■ AIM
Extract and copy out, in full, each line below that contains the word "plant".

■ MATERIAL FOR THIS TASK

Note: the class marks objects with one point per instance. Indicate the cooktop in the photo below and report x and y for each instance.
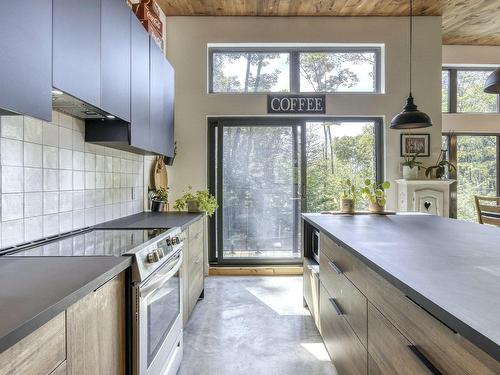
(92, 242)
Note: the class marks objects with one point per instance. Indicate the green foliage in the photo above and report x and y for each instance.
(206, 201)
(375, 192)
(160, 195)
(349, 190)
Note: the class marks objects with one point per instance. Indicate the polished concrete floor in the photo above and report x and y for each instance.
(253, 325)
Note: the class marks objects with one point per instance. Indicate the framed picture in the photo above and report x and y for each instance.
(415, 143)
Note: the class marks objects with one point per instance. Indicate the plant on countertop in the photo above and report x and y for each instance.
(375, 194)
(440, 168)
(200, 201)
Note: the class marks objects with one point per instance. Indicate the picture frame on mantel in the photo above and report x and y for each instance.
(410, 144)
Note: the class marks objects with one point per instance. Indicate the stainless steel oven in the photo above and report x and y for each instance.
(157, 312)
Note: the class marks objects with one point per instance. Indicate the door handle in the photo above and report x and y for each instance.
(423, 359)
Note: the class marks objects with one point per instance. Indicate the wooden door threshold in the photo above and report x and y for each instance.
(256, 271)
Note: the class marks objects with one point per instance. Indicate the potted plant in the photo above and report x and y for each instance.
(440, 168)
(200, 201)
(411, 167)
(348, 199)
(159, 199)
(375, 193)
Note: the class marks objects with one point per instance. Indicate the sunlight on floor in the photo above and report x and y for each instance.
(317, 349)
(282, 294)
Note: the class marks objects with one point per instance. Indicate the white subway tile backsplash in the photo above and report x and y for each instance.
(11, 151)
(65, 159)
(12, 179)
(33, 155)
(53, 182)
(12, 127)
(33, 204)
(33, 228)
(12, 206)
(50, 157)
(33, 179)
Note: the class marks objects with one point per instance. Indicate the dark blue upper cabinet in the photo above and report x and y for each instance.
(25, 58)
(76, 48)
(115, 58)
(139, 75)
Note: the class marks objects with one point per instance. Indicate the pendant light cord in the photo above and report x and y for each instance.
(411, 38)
---
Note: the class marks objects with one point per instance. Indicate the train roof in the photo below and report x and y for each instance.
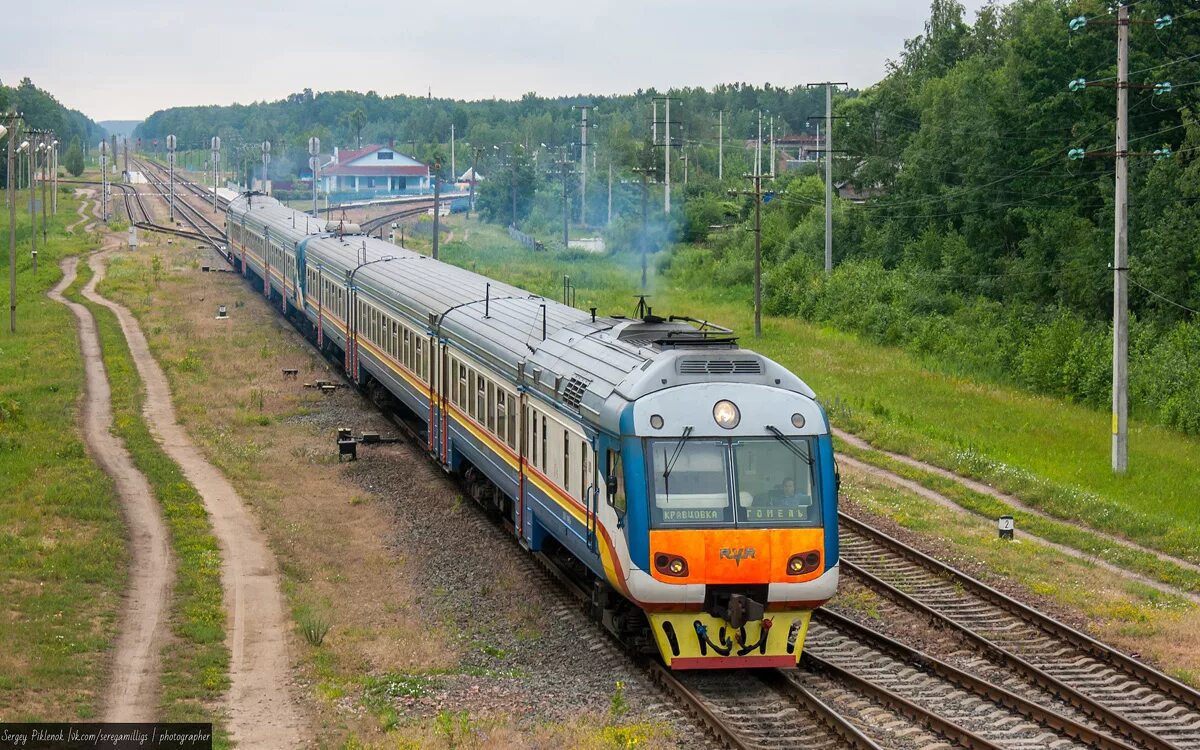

■ FULL SOLUTION
Note: the class marks objects with one point per instance. Indicate the plant on countertop in the photo above and report x and y for each instance.
Note: the class marks objects with one point per instance. Indicate the potted plant in the photo above and report x and y for each instance.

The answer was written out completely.